→ Set problem: Select every line in the rows below that contains the word "beard", and copy those lines. Case counts.

→ Materials provided:
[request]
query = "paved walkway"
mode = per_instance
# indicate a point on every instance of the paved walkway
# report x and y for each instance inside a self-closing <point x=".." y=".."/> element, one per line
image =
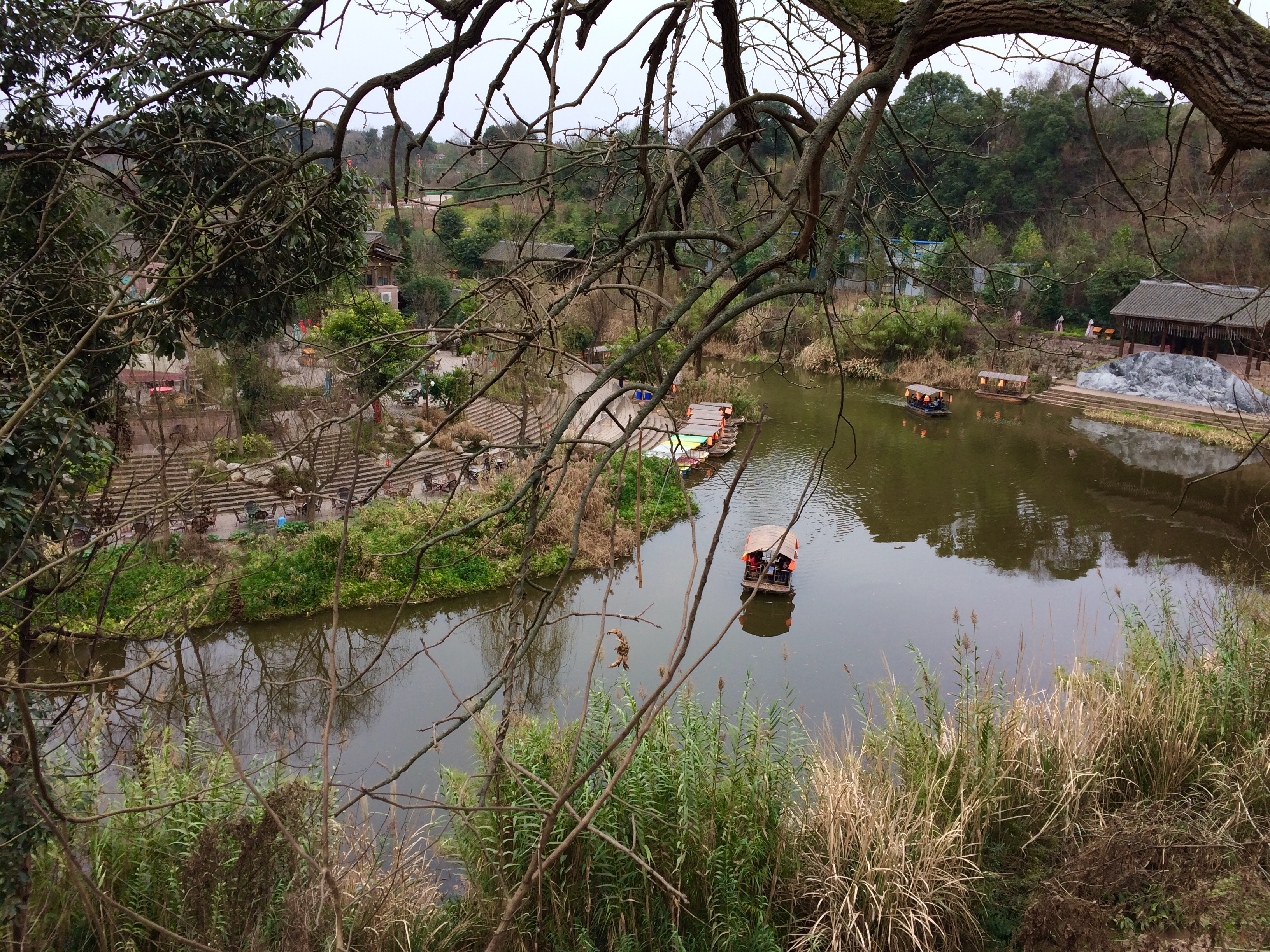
<point x="1067" y="394"/>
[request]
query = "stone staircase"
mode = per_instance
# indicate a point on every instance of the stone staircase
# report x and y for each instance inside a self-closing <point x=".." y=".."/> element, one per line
<point x="141" y="483"/>
<point x="503" y="421"/>
<point x="1066" y="394"/>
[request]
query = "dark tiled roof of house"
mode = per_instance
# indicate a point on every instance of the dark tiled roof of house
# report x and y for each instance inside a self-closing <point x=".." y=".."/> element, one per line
<point x="1228" y="305"/>
<point x="378" y="247"/>
<point x="506" y="252"/>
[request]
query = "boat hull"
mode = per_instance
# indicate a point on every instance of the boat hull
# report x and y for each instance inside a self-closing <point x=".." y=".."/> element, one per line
<point x="1006" y="398"/>
<point x="773" y="588"/>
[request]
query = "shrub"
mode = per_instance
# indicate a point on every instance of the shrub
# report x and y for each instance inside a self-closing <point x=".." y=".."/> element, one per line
<point x="707" y="803"/>
<point x="188" y="846"/>
<point x="256" y="446"/>
<point x="909" y="331"/>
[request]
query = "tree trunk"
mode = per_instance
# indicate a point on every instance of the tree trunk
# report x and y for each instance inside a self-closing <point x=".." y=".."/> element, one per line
<point x="234" y="398"/>
<point x="1212" y="52"/>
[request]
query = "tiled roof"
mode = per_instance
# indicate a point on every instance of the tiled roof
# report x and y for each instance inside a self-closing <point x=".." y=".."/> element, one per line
<point x="1228" y="305"/>
<point x="506" y="252"/>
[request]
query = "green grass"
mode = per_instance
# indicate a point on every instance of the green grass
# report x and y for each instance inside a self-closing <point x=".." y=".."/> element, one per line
<point x="1130" y="800"/>
<point x="707" y="802"/>
<point x="148" y="592"/>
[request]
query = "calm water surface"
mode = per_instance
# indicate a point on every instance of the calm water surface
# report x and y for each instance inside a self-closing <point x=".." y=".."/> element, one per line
<point x="1024" y="516"/>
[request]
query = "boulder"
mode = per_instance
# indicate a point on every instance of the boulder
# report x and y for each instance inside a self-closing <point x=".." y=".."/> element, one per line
<point x="1178" y="378"/>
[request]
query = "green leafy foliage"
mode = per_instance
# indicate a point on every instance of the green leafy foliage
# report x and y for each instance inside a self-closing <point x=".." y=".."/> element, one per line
<point x="256" y="446"/>
<point x="909" y="329"/>
<point x="365" y="340"/>
<point x="277" y="577"/>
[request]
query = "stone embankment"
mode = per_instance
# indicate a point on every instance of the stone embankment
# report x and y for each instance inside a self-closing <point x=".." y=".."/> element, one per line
<point x="1067" y="394"/>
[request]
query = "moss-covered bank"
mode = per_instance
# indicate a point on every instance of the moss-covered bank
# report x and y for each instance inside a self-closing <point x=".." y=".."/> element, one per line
<point x="148" y="591"/>
<point x="1126" y="805"/>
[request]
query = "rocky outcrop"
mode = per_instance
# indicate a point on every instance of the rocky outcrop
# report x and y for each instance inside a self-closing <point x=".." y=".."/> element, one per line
<point x="1177" y="378"/>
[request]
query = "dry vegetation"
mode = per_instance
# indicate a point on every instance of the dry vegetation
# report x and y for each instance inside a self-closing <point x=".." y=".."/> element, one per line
<point x="1212" y="436"/>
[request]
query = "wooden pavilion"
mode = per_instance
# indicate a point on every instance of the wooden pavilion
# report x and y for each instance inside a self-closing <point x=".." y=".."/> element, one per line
<point x="1198" y="319"/>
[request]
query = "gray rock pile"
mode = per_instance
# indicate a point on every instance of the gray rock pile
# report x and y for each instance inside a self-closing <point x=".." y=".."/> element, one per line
<point x="1178" y="378"/>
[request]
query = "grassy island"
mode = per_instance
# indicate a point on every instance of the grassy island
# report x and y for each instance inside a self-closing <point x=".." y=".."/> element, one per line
<point x="150" y="588"/>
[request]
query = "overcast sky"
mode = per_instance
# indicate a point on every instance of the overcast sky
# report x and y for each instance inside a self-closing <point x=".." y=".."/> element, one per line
<point x="372" y="42"/>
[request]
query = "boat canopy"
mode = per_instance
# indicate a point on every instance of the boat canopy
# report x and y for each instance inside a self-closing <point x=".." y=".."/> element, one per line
<point x="675" y="446"/>
<point x="724" y="409"/>
<point x="765" y="537"/>
<point x="702" y="429"/>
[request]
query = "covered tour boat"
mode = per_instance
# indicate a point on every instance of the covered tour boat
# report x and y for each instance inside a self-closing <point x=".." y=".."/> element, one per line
<point x="770" y="556"/>
<point x="1004" y="386"/>
<point x="926" y="402"/>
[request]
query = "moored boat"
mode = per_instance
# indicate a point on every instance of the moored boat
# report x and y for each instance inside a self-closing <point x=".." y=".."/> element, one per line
<point x="928" y="402"/>
<point x="770" y="559"/>
<point x="1011" y="388"/>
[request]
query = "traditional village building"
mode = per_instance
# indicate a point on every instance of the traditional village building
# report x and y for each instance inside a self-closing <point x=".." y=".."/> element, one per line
<point x="1208" y="320"/>
<point x="554" y="262"/>
<point x="379" y="272"/>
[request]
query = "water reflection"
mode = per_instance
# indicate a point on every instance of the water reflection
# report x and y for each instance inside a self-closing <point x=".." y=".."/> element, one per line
<point x="1010" y="511"/>
<point x="1159" y="452"/>
<point x="768" y="616"/>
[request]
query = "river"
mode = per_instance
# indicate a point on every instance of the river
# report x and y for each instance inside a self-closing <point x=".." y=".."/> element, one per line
<point x="1033" y="526"/>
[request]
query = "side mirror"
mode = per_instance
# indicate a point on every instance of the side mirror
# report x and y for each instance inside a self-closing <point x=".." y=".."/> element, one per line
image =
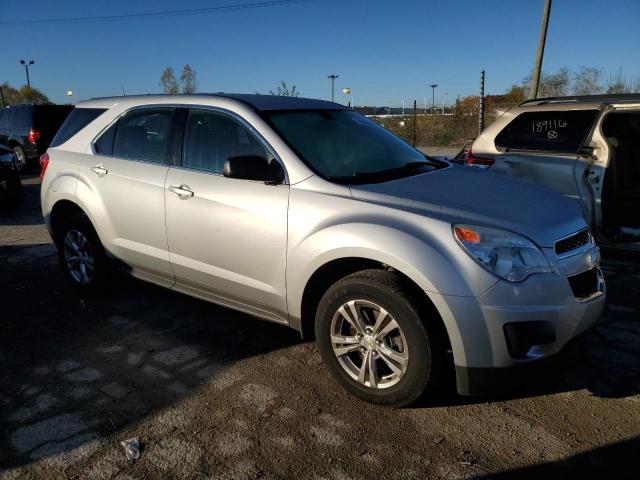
<point x="254" y="167"/>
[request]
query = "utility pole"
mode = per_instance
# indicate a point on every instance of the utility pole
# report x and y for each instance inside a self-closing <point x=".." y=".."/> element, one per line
<point x="481" y="109"/>
<point x="333" y="79"/>
<point x="26" y="67"/>
<point x="433" y="96"/>
<point x="535" y="76"/>
<point x="415" y="114"/>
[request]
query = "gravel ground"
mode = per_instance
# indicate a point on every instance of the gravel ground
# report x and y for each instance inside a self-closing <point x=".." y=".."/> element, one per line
<point x="212" y="393"/>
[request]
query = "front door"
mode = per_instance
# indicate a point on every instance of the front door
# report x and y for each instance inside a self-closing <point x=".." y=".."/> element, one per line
<point x="227" y="237"/>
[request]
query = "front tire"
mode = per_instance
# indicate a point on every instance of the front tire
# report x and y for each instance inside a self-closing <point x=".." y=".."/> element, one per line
<point x="372" y="337"/>
<point x="81" y="254"/>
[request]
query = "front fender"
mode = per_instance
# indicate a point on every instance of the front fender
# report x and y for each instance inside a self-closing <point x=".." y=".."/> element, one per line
<point x="431" y="265"/>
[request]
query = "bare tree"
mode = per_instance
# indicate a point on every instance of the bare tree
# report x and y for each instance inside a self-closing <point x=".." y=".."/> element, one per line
<point x="551" y="84"/>
<point x="284" y="91"/>
<point x="617" y="84"/>
<point x="588" y="81"/>
<point x="188" y="80"/>
<point x="168" y="81"/>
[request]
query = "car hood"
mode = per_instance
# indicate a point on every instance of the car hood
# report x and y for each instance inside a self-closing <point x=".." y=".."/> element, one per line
<point x="466" y="195"/>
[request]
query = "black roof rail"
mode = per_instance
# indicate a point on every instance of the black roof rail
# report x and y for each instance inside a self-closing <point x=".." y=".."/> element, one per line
<point x="605" y="98"/>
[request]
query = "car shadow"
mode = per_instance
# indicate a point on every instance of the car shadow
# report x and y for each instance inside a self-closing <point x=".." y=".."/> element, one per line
<point x="610" y="461"/>
<point x="75" y="368"/>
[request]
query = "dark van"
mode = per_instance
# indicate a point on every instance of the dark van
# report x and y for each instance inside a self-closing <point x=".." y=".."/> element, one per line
<point x="28" y="130"/>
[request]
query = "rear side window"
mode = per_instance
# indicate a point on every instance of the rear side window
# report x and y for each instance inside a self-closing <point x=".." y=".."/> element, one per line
<point x="143" y="135"/>
<point x="211" y="138"/>
<point x="556" y="131"/>
<point x="23" y="117"/>
<point x="76" y="121"/>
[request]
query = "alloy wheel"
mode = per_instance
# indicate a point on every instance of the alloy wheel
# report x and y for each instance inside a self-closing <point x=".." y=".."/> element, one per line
<point x="79" y="257"/>
<point x="369" y="344"/>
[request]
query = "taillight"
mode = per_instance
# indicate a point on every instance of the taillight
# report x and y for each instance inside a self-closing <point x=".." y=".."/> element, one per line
<point x="44" y="163"/>
<point x="480" y="162"/>
<point x="34" y="136"/>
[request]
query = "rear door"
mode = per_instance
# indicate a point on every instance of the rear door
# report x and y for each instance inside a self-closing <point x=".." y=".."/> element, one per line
<point x="125" y="177"/>
<point x="227" y="237"/>
<point x="545" y="147"/>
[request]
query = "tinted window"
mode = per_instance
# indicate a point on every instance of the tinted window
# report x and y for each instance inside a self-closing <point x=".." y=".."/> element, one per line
<point x="76" y="121"/>
<point x="211" y="138"/>
<point x="23" y="117"/>
<point x="48" y="118"/>
<point x="144" y="135"/>
<point x="104" y="144"/>
<point x="559" y="131"/>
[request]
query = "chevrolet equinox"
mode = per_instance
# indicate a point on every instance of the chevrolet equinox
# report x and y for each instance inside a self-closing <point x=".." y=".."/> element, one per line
<point x="308" y="214"/>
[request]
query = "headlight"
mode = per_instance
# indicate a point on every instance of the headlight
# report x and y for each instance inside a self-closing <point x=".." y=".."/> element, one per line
<point x="508" y="255"/>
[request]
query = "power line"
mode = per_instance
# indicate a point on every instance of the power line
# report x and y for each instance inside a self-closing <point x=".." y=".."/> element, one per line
<point x="151" y="15"/>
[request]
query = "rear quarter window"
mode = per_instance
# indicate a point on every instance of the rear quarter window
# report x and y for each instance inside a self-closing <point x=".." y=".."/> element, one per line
<point x="556" y="131"/>
<point x="23" y="117"/>
<point x="76" y="121"/>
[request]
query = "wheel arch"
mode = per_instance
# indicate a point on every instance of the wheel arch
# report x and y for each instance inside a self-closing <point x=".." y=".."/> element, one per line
<point x="62" y="210"/>
<point x="332" y="271"/>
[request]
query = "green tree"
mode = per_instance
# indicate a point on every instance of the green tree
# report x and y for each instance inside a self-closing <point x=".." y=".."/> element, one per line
<point x="168" y="81"/>
<point x="515" y="95"/>
<point x="551" y="84"/>
<point x="188" y="80"/>
<point x="13" y="96"/>
<point x="588" y="81"/>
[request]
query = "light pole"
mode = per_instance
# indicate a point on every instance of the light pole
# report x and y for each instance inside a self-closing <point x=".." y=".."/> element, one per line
<point x="347" y="91"/>
<point x="26" y="67"/>
<point x="333" y="80"/>
<point x="537" y="68"/>
<point x="433" y="96"/>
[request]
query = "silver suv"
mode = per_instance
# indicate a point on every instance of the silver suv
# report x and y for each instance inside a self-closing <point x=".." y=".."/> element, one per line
<point x="305" y="213"/>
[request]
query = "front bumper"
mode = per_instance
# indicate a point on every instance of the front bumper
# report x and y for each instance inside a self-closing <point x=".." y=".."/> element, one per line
<point x="490" y="330"/>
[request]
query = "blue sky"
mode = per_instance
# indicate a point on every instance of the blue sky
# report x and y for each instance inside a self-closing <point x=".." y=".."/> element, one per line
<point x="386" y="51"/>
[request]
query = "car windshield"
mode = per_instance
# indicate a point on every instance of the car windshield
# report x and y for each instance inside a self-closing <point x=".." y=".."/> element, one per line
<point x="346" y="147"/>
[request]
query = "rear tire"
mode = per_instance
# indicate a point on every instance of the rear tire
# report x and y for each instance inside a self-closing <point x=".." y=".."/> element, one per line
<point x="388" y="352"/>
<point x="81" y="253"/>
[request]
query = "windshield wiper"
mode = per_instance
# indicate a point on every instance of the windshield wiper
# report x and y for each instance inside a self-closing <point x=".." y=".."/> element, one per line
<point x="407" y="168"/>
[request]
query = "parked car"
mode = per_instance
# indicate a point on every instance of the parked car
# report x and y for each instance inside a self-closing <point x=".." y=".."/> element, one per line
<point x="10" y="184"/>
<point x="308" y="214"/>
<point x="586" y="148"/>
<point x="28" y="130"/>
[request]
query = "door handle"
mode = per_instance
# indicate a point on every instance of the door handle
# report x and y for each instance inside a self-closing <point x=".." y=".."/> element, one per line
<point x="183" y="191"/>
<point x="99" y="170"/>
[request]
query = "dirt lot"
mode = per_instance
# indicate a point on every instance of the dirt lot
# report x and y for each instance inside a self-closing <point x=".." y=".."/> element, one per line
<point x="215" y="394"/>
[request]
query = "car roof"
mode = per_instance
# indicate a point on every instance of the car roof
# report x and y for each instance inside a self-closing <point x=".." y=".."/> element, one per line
<point x="582" y="99"/>
<point x="258" y="102"/>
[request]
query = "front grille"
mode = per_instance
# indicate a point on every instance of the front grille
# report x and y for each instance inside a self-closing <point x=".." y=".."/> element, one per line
<point x="573" y="242"/>
<point x="585" y="284"/>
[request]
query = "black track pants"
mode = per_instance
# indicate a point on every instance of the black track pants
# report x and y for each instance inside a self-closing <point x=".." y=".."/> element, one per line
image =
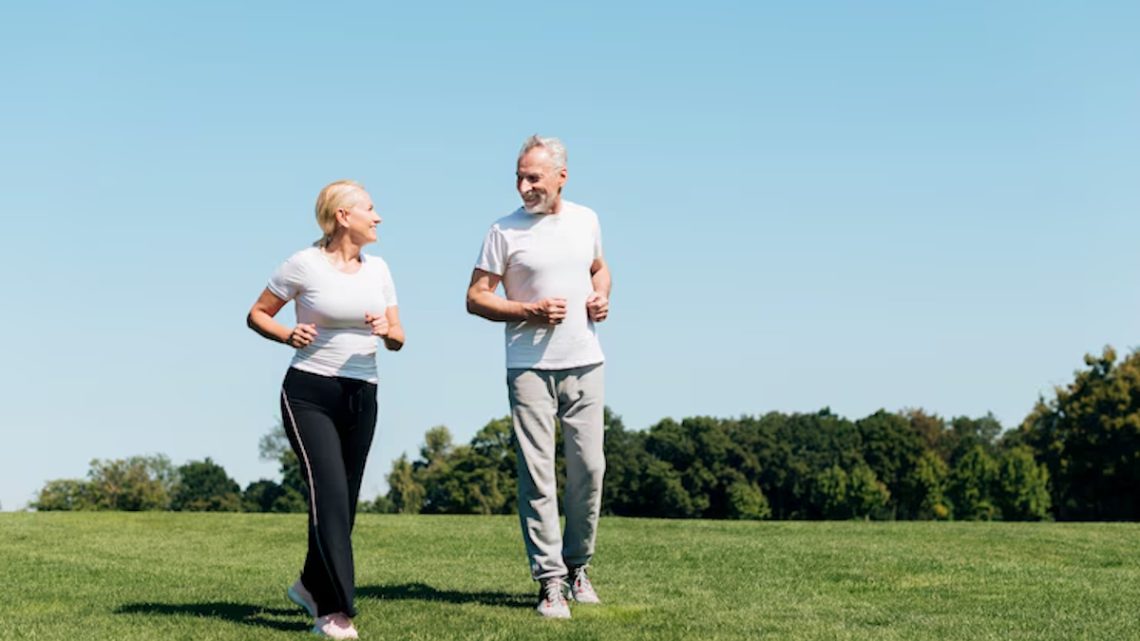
<point x="330" y="422"/>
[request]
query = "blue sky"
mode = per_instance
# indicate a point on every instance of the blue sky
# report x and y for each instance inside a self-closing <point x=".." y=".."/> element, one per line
<point x="844" y="204"/>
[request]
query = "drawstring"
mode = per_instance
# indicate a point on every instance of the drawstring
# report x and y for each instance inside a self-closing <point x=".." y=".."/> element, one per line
<point x="356" y="403"/>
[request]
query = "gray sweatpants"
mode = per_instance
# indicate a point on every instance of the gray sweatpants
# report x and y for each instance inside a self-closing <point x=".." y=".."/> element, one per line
<point x="576" y="397"/>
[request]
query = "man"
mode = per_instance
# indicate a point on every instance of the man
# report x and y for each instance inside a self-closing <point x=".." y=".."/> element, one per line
<point x="548" y="257"/>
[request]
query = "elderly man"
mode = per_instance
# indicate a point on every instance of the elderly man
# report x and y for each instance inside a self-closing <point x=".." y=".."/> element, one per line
<point x="547" y="256"/>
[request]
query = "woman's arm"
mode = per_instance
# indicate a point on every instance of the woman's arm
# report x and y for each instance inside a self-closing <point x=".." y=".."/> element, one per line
<point x="261" y="321"/>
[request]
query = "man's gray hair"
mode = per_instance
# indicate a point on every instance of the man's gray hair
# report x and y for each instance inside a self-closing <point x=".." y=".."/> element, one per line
<point x="553" y="146"/>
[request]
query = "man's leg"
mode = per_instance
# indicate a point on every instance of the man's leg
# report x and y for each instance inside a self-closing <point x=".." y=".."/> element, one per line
<point x="581" y="406"/>
<point x="532" y="411"/>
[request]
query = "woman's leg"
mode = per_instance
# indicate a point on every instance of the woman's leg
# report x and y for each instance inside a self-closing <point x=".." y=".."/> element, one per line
<point x="309" y="405"/>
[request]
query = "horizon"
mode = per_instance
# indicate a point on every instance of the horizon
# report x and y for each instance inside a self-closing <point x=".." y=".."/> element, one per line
<point x="871" y="207"/>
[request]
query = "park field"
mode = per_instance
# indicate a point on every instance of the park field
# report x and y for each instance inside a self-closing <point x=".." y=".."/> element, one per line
<point x="181" y="576"/>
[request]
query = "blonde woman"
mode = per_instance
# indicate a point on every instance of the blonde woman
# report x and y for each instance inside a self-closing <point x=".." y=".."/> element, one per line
<point x="344" y="299"/>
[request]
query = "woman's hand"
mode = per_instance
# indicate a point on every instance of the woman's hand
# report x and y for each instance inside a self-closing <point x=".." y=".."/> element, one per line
<point x="301" y="335"/>
<point x="379" y="324"/>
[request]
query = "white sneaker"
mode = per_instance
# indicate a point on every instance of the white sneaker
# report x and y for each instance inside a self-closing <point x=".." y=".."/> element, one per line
<point x="581" y="590"/>
<point x="336" y="625"/>
<point x="552" y="599"/>
<point x="301" y="597"/>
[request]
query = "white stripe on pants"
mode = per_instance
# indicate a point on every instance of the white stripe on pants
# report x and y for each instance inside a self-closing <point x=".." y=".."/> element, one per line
<point x="576" y="397"/>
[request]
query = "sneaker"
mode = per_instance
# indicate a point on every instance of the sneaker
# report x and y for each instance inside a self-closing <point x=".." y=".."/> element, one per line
<point x="336" y="625"/>
<point x="581" y="590"/>
<point x="552" y="599"/>
<point x="301" y="597"/>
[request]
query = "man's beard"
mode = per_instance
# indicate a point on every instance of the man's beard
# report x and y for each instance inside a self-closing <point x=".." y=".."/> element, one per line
<point x="542" y="205"/>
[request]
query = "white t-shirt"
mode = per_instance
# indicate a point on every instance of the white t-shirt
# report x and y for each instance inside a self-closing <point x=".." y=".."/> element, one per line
<point x="547" y="256"/>
<point x="335" y="302"/>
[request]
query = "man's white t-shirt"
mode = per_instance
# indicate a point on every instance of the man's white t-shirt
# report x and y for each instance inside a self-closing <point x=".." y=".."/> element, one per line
<point x="336" y="303"/>
<point x="547" y="256"/>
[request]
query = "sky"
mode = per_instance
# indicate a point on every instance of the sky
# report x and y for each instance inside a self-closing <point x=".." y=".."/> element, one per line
<point x="855" y="205"/>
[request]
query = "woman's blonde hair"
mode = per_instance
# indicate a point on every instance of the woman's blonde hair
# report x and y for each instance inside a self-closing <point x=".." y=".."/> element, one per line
<point x="341" y="194"/>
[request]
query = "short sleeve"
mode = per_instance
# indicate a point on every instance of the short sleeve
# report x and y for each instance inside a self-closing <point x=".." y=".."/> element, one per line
<point x="597" y="238"/>
<point x="493" y="257"/>
<point x="285" y="283"/>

→ Result of this task:
query = "man's beard"
# indicate a point on every instance of the man's beard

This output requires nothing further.